### Excerpt
--

Home - gabrielvpina/viralquest GitHub Wiki

Welcome to the ViralQuest wiki!

ViralQuest is a pipeline for viral identification and characterization in DNA and RNA samples, it uses a FASTA file of input (not FASTQ) and returns all the information about viral sequences in it.

Basics steps in ViralQuest

1. Select viral sequences

ViralQuest is a pipeline driven to efficiently search viral sequences in a file, it's possible use a raw FASTA file of an assembled sample and align all the sequences at once against a large database, but this step takes a lot of time, energy and computer processing. ViralQuest uses some strategies to select possible viral sequences in a sample to reduce time and increase efficiency in the process. This strategies are based in:

Sequence align - It's possible to align sequences with a small databases of viral proteins, like RefSeq Viral Release, to select all sequences with some similarity with viral proteins via BLASTx algothm;
Hidden Markov Models - Viral clusters that contain protein information of viral conserved regions. They are pre-created models (RVDB, VFAM and eggNOG Viral OGs) that can be compared with aminoacid data to search some similiraty through HMMER algorithm;

In summary, ViralQuest align the sequences to a minor database of viral characterized proteins and predict the possible Open Reading Frames (ORFs) of all sequences and compare then with a HMM models that contain viral conserved regions. This two results combined can increase the efficient search of viral elements in a FASTA file.

--

### Referring expression data
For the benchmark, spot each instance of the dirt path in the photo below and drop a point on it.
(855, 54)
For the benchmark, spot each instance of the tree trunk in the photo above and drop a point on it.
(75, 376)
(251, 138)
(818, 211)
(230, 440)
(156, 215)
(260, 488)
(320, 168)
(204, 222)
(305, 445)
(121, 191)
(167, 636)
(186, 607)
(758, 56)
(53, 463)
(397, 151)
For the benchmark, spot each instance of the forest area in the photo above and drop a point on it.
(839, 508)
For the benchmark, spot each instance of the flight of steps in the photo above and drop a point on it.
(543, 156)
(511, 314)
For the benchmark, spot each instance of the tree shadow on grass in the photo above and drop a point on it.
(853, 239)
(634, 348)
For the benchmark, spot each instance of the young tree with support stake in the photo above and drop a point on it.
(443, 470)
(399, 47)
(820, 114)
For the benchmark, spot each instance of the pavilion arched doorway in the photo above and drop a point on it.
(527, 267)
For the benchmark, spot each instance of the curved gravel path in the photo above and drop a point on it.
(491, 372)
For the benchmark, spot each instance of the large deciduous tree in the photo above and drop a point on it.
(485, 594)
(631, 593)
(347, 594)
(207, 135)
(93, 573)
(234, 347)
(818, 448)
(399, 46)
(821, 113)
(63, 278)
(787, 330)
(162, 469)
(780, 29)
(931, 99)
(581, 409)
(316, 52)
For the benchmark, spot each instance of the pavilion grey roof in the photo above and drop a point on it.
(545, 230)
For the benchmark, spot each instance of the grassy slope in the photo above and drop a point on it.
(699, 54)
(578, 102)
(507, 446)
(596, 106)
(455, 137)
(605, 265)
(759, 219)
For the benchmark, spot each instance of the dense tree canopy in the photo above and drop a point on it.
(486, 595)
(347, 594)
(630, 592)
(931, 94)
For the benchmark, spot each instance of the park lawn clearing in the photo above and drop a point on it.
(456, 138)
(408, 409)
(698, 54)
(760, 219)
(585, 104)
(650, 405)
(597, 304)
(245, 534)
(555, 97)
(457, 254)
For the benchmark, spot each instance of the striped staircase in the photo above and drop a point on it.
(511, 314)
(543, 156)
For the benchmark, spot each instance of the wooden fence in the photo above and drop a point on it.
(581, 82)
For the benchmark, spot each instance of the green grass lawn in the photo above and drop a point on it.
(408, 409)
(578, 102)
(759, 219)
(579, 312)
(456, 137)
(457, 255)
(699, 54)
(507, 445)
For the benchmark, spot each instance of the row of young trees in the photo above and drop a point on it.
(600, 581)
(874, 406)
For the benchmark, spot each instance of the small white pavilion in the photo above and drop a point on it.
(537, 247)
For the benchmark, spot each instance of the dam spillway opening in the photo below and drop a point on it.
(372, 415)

--

### Check your understanding
(a) Rewrite the ViralQuest wiki page between "ViralQuest is a pipeline for" and "sequences in it.", inclusive, switching "pipeline" to "workflow".
(b) Continue the ViralQuest wiki page from where it stops.

### Outputs in order
(a)
ViralQuest is a workflow for viral identification and characterization in DNA and RNA samples, it uses a FASTA file of input (not FASTQ) and returns all the information about viral sequences in it.

(b)
2. Global Alignment

After select the possible viral sequences, the global alignment with large databases of nucleotide (nt/core_nt) and aminoacids (nr/refseq_protein) remove false positives of the first search and returns a better characterization of the viral sequences. Due the removal of non-viral sequences in step 1, this process is considerable faster than a normal global aligment with all raw sequences.

3. Taxonomic Characterization

The results of BLASTx are collected, and the match species is compared with the databases of:

NCBI Taxonomy;
ICTV Master Species List;

This search may return Phylum, Class, Order, Family, Genus, Species and Scientific name of the subject viral sequence.

4. Conserved Domains Analysis

To further characterize viral sequences, the analysis of conserved regions is necessary to ensure the results and better characterize sequences of possible novel viruses. The HMM model chosen to realize this task is Pfam, and as a complementary information, a database of functional annotation of Pfam conserved regions is also used in this analysis.